===== EXCERPTED TEXT =====

Breast cancer patient Angela Lonergan has been using the services at Macarthur Cancer Therapy Centre for the past five years.
“Each and every staff member, from the doctors and nurses to the administration and cleaners go above and beyond for you during treatment,” Ms Lonergan, of Raby, said. “Which is saying a lot, because they are severely underfunded for the services they provide.”
Ms Lonergan said she has also experienced what it is like being a patient within the Sydney Local Health District network — receiving initial treatment at Concord Repatriation General Hospital.
“It is clear from the moment you walk through the door that Concord is much better funded than Macarthur or Westmead,” she said. “One example of increased funding at work is the fact that Concord Hospital has two dedicated Breast Care nurses, which are usually funded by the McGrath Foundation in other hospitals across Sydney. Extra services, such as psychological support, are provided in the Sydney Local Health District which allows further care co-ordination of patients undergoing treatment.”
She said the extra funds allocated means that “more people are offered increased support”.
Another breast cancer survivor, Stephanie Cairncross, was referred to Concord Hospital for surgery before taking up ongoing treatment at Nepean Hospital.
Mrs Cairncross said it was clear Sydney Local Health District Hospitals were better funded to support patients than other areas.
“I could see first hand that services provided at Concord are much better funded than Nepean,” Mrs Cairnscross told The Daily Telegraph.
”At Concord there was always someone there when you needed it, a specialist nurse would always be there to hold my hand and guide me through what was happening.” However, she said all nurses and doctors she encountered “try their hardest to support patients with what they are provided”.
A NSW Health spokeswoman said many patients across greater Sydney are “treated in adjoining LHDs”.
She said the Sydney LHD treated a larger proportion of patients from outside the area “due to the highly specialised, low volume nature of some services (it) provided.”
“NSW Health utilises activity based funding (ABF) for the allocation of budgets to local health districts and speciality care networks,” she said. “ABF is determined on a ‘provider’ basis — the facility where the activity is actually undertaken — and not on a population or ‘per capita’ basis. Funding is allocated to hospitals based on the patients they treat within the actual hospital/health care facility and not based on how many residents live near them.”
Labor MP and Shadow Western Sydney spokesman Greg Warren said staff numbers at Campbelltown Hospital were “far from adequate”. “It is a matter of life and death,” he said.

===== RECORDED DATA =====

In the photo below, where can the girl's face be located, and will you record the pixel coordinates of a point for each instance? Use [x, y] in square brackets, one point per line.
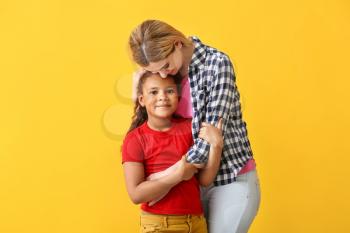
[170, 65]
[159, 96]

=====
===== RECORDED DATA =====

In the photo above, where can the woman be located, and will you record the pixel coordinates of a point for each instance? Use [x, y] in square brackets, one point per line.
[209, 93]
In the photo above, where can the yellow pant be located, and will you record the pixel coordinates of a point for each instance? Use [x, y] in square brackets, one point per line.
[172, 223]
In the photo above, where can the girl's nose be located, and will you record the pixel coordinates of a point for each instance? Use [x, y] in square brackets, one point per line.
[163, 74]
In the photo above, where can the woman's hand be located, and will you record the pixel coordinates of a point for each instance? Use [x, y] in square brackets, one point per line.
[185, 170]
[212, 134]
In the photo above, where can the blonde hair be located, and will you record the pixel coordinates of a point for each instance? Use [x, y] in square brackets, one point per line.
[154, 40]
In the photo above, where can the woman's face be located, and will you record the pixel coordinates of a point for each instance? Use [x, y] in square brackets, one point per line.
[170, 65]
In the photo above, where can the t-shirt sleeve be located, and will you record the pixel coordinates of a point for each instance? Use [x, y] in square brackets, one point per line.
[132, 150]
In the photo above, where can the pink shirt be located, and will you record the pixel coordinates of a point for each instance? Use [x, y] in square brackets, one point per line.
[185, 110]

=====
===== RECORDED DATA =====

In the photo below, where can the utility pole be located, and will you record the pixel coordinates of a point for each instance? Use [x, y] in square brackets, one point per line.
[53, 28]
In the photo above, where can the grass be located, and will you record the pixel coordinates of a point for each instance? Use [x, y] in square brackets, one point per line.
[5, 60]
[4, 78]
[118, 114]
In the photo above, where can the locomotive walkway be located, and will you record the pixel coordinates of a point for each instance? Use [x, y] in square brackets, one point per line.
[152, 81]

=====

REQUIRED ACTIONS ▸
a) Can you reproduce the passage of the cancer care funding text from "Another breast cancer" to "than other areas.", with both ends included?
b) How would you render this sentence from the cancer care funding text in Spanish: "Mrs Cairncross said it was clear Sydney Local Health District Hospitals were better funded to support patients than other areas."

PER-TASK ANSWERS ▸
a)
Another breast cancer survivor, Stephanie Cairncross, was referred to Concord Hospital for surgery before taking up ongoing treatment at Nepean Hospital.
Mrs Cairncross said it was clear Sydney Local Health District Hospitals were better funded to support patients than other areas.

b) La señora Cairncross dijo que era evidente que los hospitales del Distrito Local de Salud de Sídney contaban con más fondos para apoyar a los pacientes que los de otras zonas.